> [Extrait]:
A Cure For Life
Piqûre de rappel
Débutée en 2002 avec The Ring, la collaboration Zimmer/ Verbinski a fortement marqué la musique de film de ces dernières années. Si l’on pense immédiatement à la trilogie Pirates des caraïbes et l’excellent At world’s end, l’allemand n’a pas ménagé sa peine sur l’excentrique Rango ou le mésestimé Lone Ranger. Avec A Cure for Life, l’heure est à la rupture, mais en douceur pour Gore Verbinski, qui laisse au jeune poulain de Zimmer, Benjamin Wallfisch, le soin de reprendre le flambeau.
Dans les cartons pendant plusieurs années, longuement réfléchie par Gore Verbinski, l’adaptation cinématographique du jeu Bioshock n’aura finalement pas eu lieu. De ce projet, A Cure for Life a tout l’air d’un cousin bâtard. Patients illuminés, docteurs souriants et cure par l’eau, le monde de Rapture n’est jamais loin. Risqué et intriguant, le film ne tient pourtant pas toutes ses promesses. L’esthétique remarquable et une poignée de plans magnifiques ne masquent pas la faiblesse du récit, le scénario se perdant vite dans des explications obscures pour justifier son manque de chair. Reste une œuvre envoutante qui mérite largement d’y jeter un œil…et une oreille.

> [Questions d'étude]:
a. Renvoyez, sans rien y changer, la partie de la critique de A Cure for Life comprise entre « Dans les cartons » et « œil…et une oreille. », ces deux bornes incluses.
b. Prolongez la critique de A Cure for Life en reprenant juste après sa dernière phrase.

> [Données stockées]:

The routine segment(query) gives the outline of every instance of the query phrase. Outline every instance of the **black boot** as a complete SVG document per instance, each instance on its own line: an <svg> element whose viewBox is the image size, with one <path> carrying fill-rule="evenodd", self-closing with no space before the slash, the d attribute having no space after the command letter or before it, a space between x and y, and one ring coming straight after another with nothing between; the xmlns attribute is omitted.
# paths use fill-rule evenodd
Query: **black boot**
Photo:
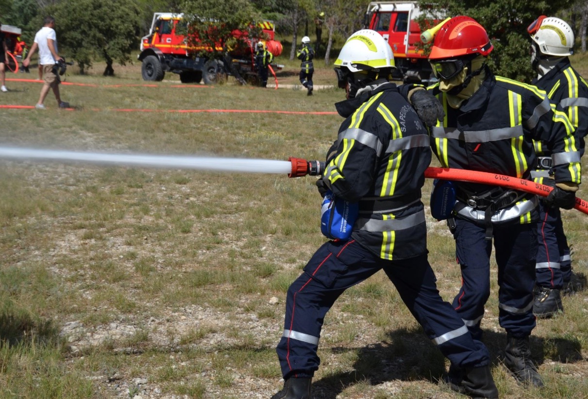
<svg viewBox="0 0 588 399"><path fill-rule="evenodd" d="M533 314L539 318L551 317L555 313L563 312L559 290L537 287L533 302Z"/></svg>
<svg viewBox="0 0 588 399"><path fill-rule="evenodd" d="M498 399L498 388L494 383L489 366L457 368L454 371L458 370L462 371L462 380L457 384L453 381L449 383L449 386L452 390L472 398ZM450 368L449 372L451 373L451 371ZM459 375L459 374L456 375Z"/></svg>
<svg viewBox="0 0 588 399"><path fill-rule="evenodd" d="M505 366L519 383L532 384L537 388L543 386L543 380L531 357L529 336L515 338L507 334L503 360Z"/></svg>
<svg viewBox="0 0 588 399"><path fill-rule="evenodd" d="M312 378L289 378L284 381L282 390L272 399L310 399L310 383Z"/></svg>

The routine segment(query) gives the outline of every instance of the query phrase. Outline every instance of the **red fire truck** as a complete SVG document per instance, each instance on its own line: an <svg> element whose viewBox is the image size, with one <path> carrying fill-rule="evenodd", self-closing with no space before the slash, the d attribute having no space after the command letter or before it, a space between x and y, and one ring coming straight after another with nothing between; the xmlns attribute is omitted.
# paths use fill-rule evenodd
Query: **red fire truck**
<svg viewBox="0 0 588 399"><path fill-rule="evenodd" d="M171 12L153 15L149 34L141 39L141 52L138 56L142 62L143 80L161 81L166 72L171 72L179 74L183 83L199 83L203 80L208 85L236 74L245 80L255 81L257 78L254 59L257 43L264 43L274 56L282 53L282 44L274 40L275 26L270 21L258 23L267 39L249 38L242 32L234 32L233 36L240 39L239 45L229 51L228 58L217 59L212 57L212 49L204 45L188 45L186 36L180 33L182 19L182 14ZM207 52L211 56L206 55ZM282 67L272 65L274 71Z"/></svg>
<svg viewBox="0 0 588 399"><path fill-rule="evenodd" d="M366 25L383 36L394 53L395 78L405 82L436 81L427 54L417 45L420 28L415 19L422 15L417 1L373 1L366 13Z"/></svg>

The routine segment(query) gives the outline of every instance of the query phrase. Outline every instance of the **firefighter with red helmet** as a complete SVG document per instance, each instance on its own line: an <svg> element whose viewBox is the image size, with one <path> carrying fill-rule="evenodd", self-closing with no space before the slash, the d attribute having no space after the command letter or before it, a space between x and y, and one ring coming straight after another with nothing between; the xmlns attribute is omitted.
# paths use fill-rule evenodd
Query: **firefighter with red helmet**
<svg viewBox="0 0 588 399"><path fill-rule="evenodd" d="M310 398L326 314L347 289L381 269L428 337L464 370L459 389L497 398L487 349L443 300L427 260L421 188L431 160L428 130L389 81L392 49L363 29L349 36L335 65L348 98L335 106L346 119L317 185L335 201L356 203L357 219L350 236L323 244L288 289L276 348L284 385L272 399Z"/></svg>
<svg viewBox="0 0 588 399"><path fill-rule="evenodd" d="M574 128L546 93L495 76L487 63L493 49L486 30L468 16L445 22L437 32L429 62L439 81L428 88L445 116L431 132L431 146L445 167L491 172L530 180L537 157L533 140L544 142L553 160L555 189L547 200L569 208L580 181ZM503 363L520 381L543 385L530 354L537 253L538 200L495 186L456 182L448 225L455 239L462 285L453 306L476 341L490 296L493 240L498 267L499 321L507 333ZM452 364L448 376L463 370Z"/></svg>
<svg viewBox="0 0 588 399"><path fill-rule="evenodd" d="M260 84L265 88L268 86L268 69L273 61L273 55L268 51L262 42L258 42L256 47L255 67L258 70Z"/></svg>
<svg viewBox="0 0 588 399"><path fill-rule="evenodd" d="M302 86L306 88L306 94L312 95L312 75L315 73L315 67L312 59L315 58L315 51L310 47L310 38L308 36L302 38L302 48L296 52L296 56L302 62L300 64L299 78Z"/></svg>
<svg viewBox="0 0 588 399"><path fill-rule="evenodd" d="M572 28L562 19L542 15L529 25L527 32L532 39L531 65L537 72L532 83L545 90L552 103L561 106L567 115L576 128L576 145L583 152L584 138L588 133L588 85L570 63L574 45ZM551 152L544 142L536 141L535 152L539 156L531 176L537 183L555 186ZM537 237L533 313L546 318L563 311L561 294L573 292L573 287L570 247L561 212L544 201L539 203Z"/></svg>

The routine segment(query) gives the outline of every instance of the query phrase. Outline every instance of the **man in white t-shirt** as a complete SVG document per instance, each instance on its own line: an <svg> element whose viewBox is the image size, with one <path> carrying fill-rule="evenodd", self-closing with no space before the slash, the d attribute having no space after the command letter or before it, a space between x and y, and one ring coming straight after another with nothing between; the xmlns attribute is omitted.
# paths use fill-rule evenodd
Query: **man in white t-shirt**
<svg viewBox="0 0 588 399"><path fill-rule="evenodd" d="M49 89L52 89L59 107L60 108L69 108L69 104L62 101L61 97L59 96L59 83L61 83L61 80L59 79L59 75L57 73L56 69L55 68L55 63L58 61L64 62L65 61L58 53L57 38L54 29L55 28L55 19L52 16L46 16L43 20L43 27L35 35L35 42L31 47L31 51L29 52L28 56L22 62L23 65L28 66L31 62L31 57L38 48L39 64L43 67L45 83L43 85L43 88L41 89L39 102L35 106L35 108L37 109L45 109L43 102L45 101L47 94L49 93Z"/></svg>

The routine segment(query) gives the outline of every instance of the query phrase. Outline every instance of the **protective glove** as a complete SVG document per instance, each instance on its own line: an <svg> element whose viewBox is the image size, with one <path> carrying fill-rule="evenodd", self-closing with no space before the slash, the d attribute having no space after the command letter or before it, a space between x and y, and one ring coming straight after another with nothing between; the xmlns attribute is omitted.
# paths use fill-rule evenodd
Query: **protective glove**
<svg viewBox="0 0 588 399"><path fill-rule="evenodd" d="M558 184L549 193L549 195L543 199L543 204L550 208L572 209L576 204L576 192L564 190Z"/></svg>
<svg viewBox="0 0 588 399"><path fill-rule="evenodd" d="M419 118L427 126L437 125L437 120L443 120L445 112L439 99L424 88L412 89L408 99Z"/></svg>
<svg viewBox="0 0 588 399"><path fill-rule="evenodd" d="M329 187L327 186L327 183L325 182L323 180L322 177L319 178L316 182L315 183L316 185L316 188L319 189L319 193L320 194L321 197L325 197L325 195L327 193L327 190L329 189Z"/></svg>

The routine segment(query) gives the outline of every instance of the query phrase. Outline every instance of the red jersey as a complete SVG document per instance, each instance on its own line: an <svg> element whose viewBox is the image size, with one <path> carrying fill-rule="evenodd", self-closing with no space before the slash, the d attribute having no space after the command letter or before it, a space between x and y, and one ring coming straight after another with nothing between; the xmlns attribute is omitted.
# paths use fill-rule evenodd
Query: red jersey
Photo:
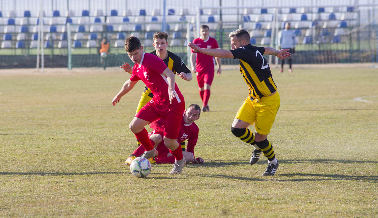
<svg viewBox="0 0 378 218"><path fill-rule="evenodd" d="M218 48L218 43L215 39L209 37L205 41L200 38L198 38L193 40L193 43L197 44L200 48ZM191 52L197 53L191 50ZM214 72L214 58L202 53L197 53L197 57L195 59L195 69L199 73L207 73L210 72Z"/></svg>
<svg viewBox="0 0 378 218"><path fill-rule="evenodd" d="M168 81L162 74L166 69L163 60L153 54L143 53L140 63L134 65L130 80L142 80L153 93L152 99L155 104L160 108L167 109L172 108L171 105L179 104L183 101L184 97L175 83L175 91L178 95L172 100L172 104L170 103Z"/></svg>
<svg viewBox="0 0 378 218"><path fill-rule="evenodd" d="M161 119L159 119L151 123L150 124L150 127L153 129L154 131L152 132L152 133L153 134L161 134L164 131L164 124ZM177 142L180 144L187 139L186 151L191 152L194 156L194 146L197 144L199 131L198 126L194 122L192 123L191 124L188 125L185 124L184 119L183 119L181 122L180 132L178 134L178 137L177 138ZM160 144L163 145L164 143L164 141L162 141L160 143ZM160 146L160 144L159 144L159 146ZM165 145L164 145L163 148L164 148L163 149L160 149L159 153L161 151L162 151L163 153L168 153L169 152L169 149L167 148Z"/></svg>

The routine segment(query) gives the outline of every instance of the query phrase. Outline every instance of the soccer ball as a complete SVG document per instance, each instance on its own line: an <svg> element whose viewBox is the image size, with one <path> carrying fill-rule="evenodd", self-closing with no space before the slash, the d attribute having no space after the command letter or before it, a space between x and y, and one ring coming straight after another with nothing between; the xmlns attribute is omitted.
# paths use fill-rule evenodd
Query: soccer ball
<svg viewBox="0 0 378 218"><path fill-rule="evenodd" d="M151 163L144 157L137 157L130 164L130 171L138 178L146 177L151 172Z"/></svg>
* * *
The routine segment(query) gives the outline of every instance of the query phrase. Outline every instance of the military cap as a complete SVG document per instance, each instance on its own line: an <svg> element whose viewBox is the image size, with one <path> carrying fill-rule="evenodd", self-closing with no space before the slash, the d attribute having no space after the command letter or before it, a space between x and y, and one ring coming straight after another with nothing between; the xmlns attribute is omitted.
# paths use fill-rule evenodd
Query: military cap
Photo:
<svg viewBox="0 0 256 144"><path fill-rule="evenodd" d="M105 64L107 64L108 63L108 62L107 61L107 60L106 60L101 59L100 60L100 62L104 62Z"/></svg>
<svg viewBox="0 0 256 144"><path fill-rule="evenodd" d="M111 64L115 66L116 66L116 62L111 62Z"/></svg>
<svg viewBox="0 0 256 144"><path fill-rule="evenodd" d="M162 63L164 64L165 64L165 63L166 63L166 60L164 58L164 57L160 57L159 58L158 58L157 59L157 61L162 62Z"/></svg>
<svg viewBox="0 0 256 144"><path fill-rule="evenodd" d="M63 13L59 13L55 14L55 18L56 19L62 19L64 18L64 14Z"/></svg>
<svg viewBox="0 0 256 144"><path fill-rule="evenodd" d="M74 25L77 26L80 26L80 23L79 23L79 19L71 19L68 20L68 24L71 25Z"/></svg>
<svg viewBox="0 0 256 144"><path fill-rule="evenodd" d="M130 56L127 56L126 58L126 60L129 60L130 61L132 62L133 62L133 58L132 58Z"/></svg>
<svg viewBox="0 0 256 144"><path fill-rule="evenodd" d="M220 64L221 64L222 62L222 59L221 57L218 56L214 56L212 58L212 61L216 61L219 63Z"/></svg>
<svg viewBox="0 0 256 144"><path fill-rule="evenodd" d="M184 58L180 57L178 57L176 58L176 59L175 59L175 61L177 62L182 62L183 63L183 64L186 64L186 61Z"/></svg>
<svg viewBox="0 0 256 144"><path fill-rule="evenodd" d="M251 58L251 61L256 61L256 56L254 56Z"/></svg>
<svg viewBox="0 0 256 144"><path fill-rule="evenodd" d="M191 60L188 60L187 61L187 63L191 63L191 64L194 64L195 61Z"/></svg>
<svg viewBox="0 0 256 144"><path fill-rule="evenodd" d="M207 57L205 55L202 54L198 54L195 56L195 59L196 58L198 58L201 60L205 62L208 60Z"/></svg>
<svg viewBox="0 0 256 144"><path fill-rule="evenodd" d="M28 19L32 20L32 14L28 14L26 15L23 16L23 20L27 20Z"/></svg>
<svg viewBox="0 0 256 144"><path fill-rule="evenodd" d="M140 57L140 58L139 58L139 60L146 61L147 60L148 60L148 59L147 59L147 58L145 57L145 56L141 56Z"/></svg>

> [Résultats attendus]:
a.
Dans les cartons pendant plusieurs années, longuement réfléchie par Gore Verbinski, l’adaptation cinématographique du jeu Bioshock n’aura finalement pas eu lieu. De ce projet, A Cure for Life a tout l’air d’un cousin bâtard. Patients illuminés, docteurs souriants et cure par l’eau, le monde de Rapture n’est jamais loin. Risqué et intriguant, le film ne tient pourtant pas toutes ses promesses. L’esthétique remarquable et une poignée de plans magnifiques ne masquent pas la faiblesse du récit, le scénario se perdant vite dans des explications obscures pour justifier son manque de chair. Reste une œuvre envoutante qui mérite largement d’y jeter un œil…et une oreille.

b.
Songer n'est pas singer
Dans le genre ambiance poisseuse et couloirs sombres, on ne peut pas dire que la voix spectrale ou la boîte à musique soient d’une originalité folle. Benjamin Wallfisch n’en a que faire et déroule sa trame avec une étonnante assurance quitte à enfoncer, dès les premières mesures, les portes ouvertes par ses illustres aînés. Hannah and Volmer lance ainsi le bal par ce chant qui ne cessera d’hanter la partition, rappelant d’emblée le Rosemary’s Baby de Krzysztof Komeda. Difficile de ne pas songer aussi aux belles années Burton, la composition puisant généreusement dans l’univers sonore codifié d’Elfman.
Mais songer n’est pas singer et à ce jeu Wallfisch est plus qu’habile, apposant sa patte et son savoir-faire. Outre l’appétence pour l’électronique entendue dans plusieurs pistes (Our Thoughts Exactly, Waiting) le musicien montre surtout une réelle dextérité à naviguer sur plusieurs tableaux. Symbole de cette réussite,The Rite angoissante et ténébreuse pièce se transformant sans heurt en une sublime valse ou Feuerwalzer, final enflammé et dansant.
Plusieurs points viennent pourtant assombrir l’expérience. Tout d’abord, la construction de l’album, plutôt étrange, ne suivant jamais la trame, il est vrai foutraque, du film. On commence par le milieu, on enchaîne par la fin, on continue par le début…la suite en résulte. À une première moitié réjouissante et décousue (Magnificent, Isn’t It, Bicycle, Volmer Institut) succède une seconde partie laborieuse et quelques vilaines pistes sérieusement indigestes (Lipstick, There’s Nothing Wrong With You People ou Zutritt Verboten). C’est dommage, le talent de Wallfisch est indéniable et A cure for Life mérite franchement qu’on s’y attarde.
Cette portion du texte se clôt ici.